# [To do]
Return every line below that contains the string "gear". Case counts.

# [Records to use]
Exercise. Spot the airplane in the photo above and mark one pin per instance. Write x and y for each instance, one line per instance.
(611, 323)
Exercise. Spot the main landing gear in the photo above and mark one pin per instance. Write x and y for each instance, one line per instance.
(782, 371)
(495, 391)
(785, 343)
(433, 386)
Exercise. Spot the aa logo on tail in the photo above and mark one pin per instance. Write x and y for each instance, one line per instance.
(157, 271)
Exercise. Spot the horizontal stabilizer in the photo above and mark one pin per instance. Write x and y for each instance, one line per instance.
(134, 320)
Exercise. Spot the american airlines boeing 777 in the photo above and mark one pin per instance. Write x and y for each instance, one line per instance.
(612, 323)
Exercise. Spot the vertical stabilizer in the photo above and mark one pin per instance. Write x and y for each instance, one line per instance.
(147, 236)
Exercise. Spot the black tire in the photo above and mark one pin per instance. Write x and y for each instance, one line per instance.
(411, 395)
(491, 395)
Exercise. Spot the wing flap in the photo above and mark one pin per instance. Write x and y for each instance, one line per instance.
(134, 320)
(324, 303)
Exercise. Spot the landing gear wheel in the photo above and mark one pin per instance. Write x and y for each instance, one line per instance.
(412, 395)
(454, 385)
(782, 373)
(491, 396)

* * *

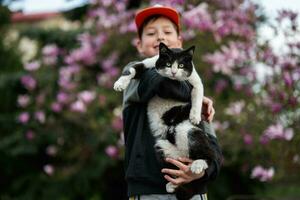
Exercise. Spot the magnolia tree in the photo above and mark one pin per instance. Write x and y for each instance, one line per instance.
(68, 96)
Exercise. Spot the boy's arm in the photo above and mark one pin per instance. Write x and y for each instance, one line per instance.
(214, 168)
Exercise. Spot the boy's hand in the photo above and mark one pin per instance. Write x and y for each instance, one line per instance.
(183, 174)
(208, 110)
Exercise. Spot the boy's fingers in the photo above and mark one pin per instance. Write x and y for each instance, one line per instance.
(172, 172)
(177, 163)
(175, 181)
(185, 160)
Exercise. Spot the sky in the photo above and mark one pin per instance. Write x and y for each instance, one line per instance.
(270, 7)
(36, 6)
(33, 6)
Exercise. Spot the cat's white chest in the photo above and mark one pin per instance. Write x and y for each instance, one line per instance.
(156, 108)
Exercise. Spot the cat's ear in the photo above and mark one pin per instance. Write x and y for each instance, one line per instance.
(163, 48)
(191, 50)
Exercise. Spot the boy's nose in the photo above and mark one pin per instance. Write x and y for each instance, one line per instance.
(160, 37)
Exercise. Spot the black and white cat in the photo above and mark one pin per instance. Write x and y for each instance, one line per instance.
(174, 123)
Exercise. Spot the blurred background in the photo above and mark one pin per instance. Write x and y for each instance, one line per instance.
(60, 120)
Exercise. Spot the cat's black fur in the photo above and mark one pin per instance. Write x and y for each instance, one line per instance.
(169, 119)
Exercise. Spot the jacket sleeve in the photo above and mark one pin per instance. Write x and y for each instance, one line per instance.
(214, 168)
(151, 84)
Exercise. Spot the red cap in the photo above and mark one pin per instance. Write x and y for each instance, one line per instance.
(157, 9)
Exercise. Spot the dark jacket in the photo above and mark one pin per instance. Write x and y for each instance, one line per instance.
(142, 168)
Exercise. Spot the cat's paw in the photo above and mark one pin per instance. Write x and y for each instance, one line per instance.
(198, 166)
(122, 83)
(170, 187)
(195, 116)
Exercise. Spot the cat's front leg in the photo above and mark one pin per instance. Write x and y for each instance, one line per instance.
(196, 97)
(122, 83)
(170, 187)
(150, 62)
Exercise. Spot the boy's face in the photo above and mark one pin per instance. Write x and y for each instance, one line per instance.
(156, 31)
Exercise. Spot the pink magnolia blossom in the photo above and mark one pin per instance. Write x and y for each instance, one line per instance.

# [Solved problem]
Exercise. Spot the main landing gear in the photo above and mark one pin per instance. Write x and y for each instance, one line per instance.
Exercise. Spot the landing gear wheel in the photo above and mark one pin per instance. Write x and y for each instance, one line per instance.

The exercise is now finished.